== WORK REQUIRED ==
Down to the last line, retype each line of the entries exactly, starting with the one that contains "Each instance receives a single keypoint. Tag the dark".

Dataset excerpts

# # # # #

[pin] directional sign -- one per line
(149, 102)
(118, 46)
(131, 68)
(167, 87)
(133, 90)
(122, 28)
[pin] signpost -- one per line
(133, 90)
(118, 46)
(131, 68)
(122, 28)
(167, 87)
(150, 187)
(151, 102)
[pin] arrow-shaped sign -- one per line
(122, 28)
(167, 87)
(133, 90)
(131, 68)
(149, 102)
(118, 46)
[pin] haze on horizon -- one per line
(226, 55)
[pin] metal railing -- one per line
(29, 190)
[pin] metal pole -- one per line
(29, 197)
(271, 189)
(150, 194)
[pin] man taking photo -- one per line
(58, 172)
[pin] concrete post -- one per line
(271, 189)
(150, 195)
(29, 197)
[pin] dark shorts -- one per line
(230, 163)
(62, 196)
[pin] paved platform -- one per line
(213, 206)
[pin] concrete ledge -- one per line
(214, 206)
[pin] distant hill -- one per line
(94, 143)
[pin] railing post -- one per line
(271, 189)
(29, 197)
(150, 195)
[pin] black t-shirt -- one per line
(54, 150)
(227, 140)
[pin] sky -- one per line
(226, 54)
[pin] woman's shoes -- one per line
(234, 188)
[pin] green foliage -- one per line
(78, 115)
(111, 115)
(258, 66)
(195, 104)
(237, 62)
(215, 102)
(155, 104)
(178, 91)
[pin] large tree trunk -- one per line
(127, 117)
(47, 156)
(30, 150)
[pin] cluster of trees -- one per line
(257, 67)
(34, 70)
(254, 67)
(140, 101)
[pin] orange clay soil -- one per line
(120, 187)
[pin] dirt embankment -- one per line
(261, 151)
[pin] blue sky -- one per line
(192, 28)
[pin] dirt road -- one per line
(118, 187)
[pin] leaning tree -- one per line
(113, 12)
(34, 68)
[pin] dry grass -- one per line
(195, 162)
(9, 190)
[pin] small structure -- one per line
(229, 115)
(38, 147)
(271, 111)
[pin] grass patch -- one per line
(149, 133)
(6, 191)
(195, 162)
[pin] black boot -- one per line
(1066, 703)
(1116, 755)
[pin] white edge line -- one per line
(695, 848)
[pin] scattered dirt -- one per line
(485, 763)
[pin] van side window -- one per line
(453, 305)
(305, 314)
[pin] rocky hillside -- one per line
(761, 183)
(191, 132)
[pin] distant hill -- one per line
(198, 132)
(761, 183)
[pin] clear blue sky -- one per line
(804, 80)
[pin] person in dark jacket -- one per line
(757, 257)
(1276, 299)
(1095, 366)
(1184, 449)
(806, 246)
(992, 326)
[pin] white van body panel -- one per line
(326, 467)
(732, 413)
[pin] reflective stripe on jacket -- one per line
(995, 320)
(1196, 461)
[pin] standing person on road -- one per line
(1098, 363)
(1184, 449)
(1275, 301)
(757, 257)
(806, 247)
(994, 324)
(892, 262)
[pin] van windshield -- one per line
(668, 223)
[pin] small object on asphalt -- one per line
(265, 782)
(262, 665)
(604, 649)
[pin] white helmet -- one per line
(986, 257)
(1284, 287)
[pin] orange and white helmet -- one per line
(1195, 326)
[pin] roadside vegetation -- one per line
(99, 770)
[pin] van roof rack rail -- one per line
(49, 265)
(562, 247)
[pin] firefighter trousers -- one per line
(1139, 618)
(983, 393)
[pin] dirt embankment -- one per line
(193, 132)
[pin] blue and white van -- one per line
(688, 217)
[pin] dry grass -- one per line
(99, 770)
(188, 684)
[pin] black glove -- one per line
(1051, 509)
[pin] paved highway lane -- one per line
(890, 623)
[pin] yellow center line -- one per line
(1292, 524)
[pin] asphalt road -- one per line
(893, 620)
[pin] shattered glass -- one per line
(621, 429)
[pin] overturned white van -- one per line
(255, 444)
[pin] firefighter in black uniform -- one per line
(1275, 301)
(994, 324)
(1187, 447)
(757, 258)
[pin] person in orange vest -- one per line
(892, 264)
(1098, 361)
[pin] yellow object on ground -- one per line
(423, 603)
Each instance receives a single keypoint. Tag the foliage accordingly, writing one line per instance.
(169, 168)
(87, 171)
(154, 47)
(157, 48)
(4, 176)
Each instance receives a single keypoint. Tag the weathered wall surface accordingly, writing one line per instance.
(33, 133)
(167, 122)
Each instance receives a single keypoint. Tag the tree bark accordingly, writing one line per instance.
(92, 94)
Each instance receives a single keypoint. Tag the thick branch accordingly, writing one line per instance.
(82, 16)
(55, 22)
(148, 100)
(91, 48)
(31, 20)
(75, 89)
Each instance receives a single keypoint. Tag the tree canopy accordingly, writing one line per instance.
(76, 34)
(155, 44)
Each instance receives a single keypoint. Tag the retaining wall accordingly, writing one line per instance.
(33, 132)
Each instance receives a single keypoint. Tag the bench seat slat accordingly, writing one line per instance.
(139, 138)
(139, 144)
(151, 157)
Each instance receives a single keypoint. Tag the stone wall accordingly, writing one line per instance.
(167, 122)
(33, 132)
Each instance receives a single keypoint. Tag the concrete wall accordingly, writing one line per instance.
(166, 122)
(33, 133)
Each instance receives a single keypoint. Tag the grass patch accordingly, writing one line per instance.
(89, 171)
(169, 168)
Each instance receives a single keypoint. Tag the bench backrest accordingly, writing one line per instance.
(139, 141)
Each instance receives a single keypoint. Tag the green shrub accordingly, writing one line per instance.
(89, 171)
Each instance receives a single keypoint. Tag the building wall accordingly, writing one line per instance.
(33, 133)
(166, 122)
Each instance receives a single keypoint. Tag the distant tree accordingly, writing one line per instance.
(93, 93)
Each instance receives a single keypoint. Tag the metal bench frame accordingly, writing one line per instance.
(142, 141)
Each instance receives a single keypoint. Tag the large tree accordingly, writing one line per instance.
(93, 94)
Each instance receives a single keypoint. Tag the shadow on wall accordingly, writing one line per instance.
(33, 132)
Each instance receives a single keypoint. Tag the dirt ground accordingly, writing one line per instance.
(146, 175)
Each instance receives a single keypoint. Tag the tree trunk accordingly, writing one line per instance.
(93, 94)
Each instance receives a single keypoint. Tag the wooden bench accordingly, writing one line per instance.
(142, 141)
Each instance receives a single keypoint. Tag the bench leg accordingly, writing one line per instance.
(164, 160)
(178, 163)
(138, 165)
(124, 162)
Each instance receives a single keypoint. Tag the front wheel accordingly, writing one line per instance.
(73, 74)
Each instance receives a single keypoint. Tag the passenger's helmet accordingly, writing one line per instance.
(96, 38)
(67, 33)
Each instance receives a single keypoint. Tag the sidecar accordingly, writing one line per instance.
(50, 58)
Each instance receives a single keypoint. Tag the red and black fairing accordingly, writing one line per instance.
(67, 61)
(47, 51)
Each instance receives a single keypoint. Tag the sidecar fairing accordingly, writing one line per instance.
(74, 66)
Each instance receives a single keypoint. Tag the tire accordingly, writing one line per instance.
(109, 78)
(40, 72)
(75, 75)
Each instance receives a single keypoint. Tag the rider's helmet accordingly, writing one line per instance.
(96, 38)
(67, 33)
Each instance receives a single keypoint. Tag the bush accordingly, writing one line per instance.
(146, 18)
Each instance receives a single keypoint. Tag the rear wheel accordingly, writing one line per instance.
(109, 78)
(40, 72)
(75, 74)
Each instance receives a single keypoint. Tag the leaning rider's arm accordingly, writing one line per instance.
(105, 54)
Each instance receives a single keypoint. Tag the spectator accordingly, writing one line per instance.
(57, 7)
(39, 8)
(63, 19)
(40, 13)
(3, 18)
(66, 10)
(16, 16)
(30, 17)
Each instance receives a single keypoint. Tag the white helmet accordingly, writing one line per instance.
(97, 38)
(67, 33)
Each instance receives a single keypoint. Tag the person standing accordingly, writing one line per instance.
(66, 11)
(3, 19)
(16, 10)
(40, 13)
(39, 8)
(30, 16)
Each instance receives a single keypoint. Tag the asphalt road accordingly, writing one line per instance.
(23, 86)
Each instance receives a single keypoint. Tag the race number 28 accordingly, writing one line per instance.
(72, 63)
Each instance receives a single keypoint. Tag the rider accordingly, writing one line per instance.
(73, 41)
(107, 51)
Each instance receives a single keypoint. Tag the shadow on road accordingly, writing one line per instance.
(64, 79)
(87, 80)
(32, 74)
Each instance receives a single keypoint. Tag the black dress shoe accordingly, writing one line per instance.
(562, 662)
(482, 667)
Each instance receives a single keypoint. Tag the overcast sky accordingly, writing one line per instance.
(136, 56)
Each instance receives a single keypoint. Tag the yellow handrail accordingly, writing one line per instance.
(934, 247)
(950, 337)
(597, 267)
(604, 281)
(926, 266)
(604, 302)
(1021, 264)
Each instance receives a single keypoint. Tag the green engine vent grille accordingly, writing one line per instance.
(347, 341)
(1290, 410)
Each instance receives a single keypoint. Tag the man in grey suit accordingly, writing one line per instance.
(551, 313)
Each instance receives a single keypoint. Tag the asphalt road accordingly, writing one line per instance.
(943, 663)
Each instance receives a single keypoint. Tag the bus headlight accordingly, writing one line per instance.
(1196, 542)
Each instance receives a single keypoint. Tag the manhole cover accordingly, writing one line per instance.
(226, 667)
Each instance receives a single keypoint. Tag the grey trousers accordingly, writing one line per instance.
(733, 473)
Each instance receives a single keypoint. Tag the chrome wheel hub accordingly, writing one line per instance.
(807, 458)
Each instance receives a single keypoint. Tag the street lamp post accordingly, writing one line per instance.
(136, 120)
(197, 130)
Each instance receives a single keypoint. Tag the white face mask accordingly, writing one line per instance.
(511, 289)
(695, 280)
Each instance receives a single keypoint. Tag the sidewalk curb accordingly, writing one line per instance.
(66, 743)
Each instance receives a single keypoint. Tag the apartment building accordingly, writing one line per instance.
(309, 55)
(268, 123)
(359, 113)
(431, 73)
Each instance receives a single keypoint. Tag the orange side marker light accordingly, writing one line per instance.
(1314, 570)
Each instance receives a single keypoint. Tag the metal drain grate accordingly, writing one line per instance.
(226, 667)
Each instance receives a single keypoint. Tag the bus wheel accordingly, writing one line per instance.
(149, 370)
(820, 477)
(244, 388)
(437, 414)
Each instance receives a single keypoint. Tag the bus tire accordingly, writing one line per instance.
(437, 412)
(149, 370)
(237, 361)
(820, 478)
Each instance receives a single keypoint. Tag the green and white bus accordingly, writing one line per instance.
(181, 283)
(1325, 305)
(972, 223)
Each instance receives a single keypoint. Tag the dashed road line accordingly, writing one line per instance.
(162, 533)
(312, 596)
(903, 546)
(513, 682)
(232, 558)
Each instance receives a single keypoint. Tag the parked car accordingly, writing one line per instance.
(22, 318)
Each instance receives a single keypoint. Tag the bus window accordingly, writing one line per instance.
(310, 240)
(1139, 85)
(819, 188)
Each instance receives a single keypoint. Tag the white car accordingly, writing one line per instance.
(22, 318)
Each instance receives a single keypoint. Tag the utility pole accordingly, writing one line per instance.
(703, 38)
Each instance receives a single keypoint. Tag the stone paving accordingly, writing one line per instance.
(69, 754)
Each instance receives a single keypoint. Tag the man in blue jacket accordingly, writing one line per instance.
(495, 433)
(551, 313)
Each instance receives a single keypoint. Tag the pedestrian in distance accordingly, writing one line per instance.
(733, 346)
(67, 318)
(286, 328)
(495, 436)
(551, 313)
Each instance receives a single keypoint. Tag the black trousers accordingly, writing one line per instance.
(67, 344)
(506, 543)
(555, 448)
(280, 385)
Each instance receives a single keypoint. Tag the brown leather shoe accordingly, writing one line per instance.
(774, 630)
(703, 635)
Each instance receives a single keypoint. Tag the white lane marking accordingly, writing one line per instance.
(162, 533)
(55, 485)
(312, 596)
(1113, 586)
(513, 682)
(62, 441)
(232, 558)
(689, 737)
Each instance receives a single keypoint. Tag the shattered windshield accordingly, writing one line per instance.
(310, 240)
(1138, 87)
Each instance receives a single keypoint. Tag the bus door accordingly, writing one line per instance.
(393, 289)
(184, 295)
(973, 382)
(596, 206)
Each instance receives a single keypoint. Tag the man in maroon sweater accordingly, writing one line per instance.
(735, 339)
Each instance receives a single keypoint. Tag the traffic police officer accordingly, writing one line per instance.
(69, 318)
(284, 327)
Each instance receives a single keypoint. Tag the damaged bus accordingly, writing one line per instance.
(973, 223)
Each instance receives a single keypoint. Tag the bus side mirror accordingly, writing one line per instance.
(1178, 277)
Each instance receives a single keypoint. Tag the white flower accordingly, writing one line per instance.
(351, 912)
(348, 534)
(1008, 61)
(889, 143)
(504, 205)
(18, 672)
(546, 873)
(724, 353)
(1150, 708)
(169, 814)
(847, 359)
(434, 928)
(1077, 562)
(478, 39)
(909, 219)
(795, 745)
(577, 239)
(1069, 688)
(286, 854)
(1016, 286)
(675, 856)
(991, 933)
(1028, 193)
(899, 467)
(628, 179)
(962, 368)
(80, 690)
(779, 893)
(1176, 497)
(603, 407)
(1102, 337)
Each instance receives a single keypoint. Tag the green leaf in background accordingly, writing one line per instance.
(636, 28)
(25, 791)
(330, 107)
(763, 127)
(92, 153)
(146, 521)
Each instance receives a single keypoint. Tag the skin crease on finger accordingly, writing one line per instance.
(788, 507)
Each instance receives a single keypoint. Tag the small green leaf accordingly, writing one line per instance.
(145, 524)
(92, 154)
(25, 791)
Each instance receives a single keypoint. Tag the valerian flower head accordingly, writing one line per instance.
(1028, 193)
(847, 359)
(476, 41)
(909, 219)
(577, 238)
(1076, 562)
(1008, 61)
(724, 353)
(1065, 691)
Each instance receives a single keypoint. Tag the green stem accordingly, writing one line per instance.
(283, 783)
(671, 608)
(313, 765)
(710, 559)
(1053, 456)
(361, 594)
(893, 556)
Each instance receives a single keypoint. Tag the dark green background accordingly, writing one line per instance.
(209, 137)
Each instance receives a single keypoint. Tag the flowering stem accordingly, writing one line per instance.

# # # # #

== OUTPUT ==
Each instance receives a single keypoint. Tag the dark green background accordingly, writing one line per instance.
(209, 137)
Each instance receives a single keypoint. Tag the flowering stem accordingly, writing one line per instance.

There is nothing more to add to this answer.